National Embarrassment
The subject I broach in this column transcends political parties and partisan politics. It is a chronic and growing shame that should rank at the top of the pile in the business of any president and Congress, no matter which party holds the majority or who is in the White House and is not a blanket indictment of those dedicated doctors, nurses and other health care workers who really care about our troops and with limited resources and questionable leadership, have tried to maintain a standard of care for them.
I am speaking about the deplorable way the men and women who fight our wars are treated when they return home. We all know about the disgraceful condition of the Veterans Administration and the crooks and incompetents who ran the program, cooking the books and allowing American heroes to suffer for months, or in some cases to die before they were taken in and treated.
Where does the blame lie?
In my opinion it lies in a lot of places. Like a president and his predecessors whose attention was seldom aimed in their direction, a Congress too busy grandstanding and headline seeking and too consumed with partisan politics to make sure the people we owe so much to were adequately cared for.
An indifferent and partisan media who covered the wars they fought in but did little to follow up on what happened to them after they came home, many with catastrophic physical and mental wounds who became just a number in an inefficient and corrupt system, shuffled around and ignored by the very agency charged with taking care of them.
The suicide rate among our returning veterans is a national disgrace and the psychiatric facilities needed to deal with this problem simply do not exist in the VA and I believe that the bureaucrats and military brass do not understand the scope of the problem.

* Problem 1:
In the column on the treatment of returning veterans, what does the writer say does not exist in the VA?
* Problem 2:
Pick up the column on the treatment of returning veterans after its final sentence and carry it forward.

* Source material:
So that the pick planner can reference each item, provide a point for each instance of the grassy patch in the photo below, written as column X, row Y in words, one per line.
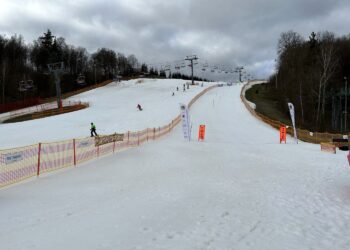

* Response box 1:
The psychiatric facilities needed to deal with the suicide rate among returning veterans.

* Response box 2:
There is program developed by a teenage suicide prevention group called The Jason Foundation. It is a simple intervention process whereby trained professionals are standing by, a phone call away to consult with a person considering suicide.
Adjutant General of the Tennessee National Guard, Max Haston, had long been deeply disturbed about the suicide rate among his returning troops and when he heard about the program he brought it to the Tennessee National Guard and made "Guard Your Buddy" available to everyone in his command.
The program consists of a simple app on a cell phone that when activated puts the caller in instant touch with a health care professional trained in suicide prevention.
The program works and has been successful in bringing soldiers back from the brink of self-destruction, a proven and efficient tool in the arsenal for suicide prevention.
Yet when the program was offered en masse to the military powers that be at a cost of around five million dollars a year, a program that would offer the service to veterans in all fifty states, the mossbacks at the Pentagon turned it down responding with some vague statement like, "our troops are just going to have to toughen up"
Is this the kind of thinking of those whose job, no, whose iron bound obligation it is to take care of our returning veterans, that they need to "toughen up". No wonder the program is such a mess.
Any organization is no better than the people at the top and we all know what a merry go round the federal government is and when the people at the top are incompetent, they hire other incompetent people and the whole thing becomes a pass the buck, bureaucratic nightmare and when it affects the health of those who have laid their lives on the line for us, it is unacceptable.
If congressmen and senators who sit out the wars behind a desk are entitled to Cadillac private health care, why not our veterans.
Instead of maintaining wasteful, inefficient, badly managed VA hospitals why not provide insurance in the private sector for our veterans so they can receive the care they need when they need it and have the advantage of the very latest in technological and medical science?
Why should other government employees enjoy cradle to grave health care while the troops, who have maintained our freedom, are shunted off to overcrowded, understaffed institutions?
Mr. President, you're out there pushing your latest piece of socialism, free college for all, well don't you think the nation would be better served if you devoted that energy to doing something about how our veterans are treated.
This disgrace runs up Pennsylvania Avenue from 1600 to Capitol Hill, this is not a partisan problem but an American problem that needs to be dealt with immediately.
Hey you guys who will be running for president, how about making this a campaign issue.
And remember it's a debt, not a political football.
What do you think?
Pray for our troops and the peace of Jerusalem.